WRITTEN INSTRUCTION
Starting at the line that contains "of the beached" and running through the final line of the entries, rewrite those lines as a numbered list and leave out any blank lines.

EXCERPTED RECORDS
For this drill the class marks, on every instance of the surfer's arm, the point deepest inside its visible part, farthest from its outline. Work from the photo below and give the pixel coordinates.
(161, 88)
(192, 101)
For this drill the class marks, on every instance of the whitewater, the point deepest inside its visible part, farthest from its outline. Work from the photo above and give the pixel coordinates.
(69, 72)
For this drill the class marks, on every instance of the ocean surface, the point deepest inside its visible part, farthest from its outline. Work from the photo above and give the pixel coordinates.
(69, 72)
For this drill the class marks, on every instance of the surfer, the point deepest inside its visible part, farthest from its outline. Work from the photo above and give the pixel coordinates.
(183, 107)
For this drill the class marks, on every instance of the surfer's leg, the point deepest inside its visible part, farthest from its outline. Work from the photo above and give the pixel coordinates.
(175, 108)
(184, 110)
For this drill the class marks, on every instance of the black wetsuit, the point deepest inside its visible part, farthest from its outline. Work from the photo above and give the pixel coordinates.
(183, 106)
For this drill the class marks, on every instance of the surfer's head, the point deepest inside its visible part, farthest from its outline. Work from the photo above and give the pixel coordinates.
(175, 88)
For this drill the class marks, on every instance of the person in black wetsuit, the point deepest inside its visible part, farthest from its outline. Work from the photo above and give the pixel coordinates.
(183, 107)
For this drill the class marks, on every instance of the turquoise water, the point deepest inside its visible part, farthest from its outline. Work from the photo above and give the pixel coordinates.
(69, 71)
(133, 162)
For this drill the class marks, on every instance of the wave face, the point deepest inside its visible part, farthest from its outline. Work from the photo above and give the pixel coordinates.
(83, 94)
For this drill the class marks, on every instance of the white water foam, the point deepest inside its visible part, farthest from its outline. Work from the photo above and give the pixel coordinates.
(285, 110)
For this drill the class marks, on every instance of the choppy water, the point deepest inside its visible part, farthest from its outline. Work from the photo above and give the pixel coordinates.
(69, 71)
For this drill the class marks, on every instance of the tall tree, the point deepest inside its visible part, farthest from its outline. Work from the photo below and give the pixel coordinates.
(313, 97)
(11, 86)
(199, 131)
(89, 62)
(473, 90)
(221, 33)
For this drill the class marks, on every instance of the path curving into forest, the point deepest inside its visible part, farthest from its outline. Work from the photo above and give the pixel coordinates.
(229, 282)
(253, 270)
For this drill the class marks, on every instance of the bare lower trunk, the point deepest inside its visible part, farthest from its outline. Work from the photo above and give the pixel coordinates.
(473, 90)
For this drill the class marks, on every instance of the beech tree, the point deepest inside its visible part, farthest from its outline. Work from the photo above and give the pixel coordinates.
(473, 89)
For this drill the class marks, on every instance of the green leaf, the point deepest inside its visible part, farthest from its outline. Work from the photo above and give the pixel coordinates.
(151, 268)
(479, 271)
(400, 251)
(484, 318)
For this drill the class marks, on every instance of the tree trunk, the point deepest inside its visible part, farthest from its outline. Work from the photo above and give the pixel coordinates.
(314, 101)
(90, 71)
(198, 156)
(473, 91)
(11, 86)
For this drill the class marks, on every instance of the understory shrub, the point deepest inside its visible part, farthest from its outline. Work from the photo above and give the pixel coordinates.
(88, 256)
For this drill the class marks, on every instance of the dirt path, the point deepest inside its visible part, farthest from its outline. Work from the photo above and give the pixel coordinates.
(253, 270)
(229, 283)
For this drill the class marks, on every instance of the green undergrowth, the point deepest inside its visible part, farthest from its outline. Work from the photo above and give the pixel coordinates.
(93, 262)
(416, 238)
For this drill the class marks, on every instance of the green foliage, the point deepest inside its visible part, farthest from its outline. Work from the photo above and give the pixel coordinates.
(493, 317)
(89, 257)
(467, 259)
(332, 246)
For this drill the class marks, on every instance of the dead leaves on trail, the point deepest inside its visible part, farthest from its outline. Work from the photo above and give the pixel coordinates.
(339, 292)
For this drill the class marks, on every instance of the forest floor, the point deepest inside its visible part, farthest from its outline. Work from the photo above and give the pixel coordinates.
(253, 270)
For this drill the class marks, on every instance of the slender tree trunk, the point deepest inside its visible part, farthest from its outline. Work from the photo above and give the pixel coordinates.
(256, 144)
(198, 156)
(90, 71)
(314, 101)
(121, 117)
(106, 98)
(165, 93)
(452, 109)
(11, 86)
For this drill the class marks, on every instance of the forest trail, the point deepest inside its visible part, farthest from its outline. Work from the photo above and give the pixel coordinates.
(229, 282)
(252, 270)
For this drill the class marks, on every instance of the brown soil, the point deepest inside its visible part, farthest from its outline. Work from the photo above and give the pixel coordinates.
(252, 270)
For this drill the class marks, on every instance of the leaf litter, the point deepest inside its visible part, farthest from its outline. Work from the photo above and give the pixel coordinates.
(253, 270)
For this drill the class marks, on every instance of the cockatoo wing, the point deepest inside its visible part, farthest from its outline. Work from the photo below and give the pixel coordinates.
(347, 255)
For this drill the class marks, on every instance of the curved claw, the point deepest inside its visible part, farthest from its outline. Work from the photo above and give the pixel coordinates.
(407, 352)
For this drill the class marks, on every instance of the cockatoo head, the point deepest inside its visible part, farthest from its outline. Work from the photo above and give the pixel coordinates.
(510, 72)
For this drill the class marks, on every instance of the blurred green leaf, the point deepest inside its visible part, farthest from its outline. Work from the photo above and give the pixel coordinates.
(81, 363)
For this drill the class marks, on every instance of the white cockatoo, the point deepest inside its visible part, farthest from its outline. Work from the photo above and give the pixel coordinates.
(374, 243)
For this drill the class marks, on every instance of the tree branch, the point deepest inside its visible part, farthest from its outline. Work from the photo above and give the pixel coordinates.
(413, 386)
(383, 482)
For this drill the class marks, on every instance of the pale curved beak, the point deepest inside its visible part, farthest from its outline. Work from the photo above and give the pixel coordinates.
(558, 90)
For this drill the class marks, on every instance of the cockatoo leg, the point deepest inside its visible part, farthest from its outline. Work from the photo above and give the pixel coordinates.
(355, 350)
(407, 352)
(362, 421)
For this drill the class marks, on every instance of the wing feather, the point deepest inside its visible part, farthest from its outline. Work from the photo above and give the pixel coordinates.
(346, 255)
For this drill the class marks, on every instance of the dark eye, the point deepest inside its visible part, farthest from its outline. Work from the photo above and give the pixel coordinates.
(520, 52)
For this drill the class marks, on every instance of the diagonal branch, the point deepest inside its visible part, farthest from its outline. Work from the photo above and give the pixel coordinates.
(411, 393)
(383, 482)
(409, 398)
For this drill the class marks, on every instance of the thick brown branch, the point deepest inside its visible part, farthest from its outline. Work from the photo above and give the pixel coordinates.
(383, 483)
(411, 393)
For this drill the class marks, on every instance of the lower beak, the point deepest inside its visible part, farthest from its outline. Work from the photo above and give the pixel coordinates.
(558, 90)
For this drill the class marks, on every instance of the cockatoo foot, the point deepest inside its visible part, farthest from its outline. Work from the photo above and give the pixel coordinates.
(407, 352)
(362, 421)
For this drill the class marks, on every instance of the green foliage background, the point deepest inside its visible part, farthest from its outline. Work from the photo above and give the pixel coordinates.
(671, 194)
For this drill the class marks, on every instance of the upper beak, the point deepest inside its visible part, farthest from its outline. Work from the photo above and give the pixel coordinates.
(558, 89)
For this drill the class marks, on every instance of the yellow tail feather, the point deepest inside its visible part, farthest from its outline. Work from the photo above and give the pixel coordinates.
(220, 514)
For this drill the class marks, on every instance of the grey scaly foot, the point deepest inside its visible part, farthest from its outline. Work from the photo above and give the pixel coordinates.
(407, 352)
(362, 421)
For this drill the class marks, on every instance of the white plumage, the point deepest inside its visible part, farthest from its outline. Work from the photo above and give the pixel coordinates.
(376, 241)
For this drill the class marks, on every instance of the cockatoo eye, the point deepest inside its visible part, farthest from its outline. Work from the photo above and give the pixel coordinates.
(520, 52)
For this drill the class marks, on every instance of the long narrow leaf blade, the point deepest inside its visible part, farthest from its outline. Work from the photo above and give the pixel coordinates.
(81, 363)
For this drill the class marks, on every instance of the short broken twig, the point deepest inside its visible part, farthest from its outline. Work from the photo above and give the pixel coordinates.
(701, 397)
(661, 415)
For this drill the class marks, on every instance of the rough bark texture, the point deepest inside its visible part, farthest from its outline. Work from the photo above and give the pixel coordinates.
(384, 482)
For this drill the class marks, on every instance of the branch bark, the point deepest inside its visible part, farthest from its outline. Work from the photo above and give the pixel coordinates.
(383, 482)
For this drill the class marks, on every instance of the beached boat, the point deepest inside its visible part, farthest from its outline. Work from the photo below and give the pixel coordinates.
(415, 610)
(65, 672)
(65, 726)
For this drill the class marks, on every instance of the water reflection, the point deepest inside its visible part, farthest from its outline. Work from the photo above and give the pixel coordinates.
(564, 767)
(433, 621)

THE OUTPUT
1. For this drill the class marks, on every instance of the beached boat, the point deepest inside its visible part, farthest from its outline. Work from the photo below and give the pixel coordinates.
2. (415, 610)
3. (65, 672)
4. (65, 726)
5. For this drill the class marks, on every instance of the water reflection, the point deepest inside its visible part, farthest from its outline. Work from the photo above and give the pixel coordinates.
6. (564, 767)
7. (433, 621)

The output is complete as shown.